- **Work order**
Print verbatim the lines of the entries from the one containing "Greenhouse-scouting request: tag the sandy patch" to the last, inclusive, and no others.

Stored data entries:

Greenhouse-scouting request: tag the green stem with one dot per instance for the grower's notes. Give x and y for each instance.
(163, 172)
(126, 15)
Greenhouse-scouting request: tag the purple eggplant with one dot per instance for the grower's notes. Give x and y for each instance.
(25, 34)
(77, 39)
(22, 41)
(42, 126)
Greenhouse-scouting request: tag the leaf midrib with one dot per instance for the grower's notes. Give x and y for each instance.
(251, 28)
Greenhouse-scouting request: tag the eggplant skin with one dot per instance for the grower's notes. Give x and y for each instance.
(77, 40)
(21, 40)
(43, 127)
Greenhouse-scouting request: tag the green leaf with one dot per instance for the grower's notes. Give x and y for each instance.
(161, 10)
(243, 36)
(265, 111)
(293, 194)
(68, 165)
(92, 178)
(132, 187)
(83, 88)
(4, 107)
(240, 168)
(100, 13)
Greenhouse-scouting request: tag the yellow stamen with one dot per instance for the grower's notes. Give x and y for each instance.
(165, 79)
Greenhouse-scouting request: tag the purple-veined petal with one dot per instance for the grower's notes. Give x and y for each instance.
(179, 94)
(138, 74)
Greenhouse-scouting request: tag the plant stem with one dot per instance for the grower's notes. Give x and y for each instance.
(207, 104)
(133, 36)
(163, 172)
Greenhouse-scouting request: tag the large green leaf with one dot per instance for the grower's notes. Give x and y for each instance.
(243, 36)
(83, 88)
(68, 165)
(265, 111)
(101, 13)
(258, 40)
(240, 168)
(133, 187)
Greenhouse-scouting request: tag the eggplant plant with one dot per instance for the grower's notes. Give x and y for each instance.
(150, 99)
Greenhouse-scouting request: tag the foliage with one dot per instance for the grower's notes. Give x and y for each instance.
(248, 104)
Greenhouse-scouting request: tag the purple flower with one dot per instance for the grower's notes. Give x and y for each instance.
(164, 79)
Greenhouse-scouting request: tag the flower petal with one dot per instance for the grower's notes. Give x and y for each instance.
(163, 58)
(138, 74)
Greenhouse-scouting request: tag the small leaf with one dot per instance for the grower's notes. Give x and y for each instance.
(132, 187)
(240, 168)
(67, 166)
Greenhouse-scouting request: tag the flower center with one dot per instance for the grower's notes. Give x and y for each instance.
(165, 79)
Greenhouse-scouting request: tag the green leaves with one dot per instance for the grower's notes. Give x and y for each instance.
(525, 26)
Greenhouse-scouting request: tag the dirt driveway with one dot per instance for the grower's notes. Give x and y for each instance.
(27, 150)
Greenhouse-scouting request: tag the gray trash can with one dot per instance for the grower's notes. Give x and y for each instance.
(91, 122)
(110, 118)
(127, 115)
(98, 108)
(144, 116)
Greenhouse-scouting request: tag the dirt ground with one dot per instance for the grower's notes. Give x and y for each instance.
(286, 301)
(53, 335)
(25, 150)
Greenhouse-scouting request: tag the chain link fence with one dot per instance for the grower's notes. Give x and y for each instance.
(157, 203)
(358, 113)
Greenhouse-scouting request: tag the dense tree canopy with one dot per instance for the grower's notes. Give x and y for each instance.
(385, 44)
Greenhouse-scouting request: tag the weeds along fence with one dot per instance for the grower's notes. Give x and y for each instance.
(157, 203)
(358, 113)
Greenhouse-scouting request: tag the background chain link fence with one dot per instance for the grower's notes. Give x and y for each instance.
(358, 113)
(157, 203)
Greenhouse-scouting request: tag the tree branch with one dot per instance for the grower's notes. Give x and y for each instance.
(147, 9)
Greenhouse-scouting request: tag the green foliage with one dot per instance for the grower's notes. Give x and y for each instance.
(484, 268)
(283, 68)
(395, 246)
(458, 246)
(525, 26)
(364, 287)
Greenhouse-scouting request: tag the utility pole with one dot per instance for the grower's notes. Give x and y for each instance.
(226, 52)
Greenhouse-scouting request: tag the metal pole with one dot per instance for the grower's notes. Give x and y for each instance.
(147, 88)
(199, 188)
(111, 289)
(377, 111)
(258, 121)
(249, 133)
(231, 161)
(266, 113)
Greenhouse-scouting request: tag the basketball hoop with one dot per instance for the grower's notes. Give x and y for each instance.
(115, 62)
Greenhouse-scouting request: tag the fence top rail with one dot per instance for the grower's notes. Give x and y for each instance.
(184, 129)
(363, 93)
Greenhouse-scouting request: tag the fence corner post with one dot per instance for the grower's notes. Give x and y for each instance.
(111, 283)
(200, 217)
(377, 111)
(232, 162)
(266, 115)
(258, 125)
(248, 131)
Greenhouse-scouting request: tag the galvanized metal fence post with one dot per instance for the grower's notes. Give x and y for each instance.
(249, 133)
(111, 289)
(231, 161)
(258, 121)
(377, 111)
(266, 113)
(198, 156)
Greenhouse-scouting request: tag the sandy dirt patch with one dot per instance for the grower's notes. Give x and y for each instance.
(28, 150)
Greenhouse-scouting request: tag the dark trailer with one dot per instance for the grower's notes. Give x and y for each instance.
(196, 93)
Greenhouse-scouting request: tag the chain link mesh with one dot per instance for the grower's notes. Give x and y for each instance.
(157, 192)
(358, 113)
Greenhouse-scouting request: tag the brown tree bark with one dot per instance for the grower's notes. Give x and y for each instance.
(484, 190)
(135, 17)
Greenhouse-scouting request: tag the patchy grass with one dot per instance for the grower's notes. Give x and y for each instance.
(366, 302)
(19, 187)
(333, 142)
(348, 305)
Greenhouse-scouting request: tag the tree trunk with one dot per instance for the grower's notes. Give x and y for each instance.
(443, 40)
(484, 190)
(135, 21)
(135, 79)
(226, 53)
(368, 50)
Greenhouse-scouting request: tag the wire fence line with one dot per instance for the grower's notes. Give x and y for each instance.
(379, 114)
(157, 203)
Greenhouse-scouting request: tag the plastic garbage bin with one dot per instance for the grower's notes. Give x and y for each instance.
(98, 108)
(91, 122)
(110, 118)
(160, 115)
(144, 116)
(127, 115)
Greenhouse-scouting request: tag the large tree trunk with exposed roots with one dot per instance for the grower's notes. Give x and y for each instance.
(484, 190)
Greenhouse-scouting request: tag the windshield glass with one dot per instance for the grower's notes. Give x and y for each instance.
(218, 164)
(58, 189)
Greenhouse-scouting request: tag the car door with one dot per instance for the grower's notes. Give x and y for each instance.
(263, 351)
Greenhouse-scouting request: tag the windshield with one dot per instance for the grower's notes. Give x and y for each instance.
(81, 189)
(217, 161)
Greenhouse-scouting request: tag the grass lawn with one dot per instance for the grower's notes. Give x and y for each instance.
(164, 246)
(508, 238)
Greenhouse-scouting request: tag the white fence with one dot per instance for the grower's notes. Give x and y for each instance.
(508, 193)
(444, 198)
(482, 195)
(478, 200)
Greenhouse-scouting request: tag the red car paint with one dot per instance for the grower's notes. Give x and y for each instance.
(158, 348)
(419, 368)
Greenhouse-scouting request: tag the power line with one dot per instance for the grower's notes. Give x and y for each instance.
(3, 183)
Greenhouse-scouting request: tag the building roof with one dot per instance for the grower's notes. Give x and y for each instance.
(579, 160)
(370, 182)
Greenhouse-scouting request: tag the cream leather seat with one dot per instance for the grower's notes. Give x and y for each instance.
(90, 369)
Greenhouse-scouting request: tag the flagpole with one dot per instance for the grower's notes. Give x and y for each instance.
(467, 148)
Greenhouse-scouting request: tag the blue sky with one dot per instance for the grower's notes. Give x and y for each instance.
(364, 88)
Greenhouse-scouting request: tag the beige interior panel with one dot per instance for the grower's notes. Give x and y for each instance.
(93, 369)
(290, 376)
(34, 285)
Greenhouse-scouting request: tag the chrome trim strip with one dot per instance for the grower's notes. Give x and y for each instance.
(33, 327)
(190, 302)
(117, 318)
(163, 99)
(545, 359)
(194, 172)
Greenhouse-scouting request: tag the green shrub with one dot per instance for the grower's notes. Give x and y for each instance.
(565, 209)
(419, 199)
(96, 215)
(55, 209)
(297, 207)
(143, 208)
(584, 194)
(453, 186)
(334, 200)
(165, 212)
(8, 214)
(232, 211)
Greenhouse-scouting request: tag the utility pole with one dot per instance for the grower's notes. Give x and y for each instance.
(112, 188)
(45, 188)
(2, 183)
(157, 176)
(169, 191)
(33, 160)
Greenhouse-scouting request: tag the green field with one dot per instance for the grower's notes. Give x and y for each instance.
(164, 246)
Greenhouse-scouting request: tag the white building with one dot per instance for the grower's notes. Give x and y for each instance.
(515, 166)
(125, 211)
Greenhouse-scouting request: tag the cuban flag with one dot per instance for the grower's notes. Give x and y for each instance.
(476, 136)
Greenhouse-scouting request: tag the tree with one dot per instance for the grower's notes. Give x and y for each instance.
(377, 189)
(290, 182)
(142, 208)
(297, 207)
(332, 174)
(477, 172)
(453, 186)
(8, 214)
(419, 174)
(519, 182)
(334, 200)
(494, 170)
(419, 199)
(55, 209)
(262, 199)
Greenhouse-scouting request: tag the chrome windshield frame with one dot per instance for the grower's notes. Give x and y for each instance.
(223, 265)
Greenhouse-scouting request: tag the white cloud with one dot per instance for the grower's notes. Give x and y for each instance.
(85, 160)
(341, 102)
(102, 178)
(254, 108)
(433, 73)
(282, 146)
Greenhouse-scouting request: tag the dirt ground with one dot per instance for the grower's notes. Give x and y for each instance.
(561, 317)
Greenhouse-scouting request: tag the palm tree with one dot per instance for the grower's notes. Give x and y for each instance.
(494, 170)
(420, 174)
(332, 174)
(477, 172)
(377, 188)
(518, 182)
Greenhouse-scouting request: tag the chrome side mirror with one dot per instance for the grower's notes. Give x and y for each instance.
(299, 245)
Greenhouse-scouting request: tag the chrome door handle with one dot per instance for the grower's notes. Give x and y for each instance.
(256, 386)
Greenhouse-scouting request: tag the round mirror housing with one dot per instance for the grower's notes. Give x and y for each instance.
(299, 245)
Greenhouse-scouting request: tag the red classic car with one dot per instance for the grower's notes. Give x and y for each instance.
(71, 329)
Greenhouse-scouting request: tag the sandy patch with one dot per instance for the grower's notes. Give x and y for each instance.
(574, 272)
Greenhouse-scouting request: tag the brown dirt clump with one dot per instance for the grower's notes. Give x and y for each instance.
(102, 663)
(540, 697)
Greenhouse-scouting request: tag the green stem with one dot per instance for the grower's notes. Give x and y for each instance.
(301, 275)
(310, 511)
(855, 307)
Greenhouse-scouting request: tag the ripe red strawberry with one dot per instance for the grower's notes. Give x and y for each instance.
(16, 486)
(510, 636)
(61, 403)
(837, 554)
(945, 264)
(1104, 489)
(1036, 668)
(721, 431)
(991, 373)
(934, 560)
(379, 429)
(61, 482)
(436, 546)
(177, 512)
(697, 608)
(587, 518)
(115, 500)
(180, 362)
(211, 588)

- **The completed task**
Greenhouse-scouting request: tag the sandy patch with one dot per instance for the grower's notes. Give x and y for each instance.
(574, 272)
Greenhouse-scouting request: tag the brown dirt clump with one dot per instance for the grower's notes. Give x and y for each instance.
(102, 663)
(540, 697)
Greenhouse-scouting request: tag the green stem with one dot per instance for the grower's notes. Give x and y for each instance.
(301, 275)
(310, 511)
(855, 307)
Greenhouse-scouting request: tag the ripe red strawberry with one dot per instance for the grower's notes. Give x and y for each instance.
(16, 486)
(510, 636)
(61, 403)
(837, 554)
(945, 264)
(1104, 489)
(1036, 668)
(721, 431)
(991, 373)
(934, 560)
(379, 429)
(61, 482)
(436, 546)
(177, 512)
(697, 608)
(587, 518)
(115, 500)
(180, 362)
(211, 588)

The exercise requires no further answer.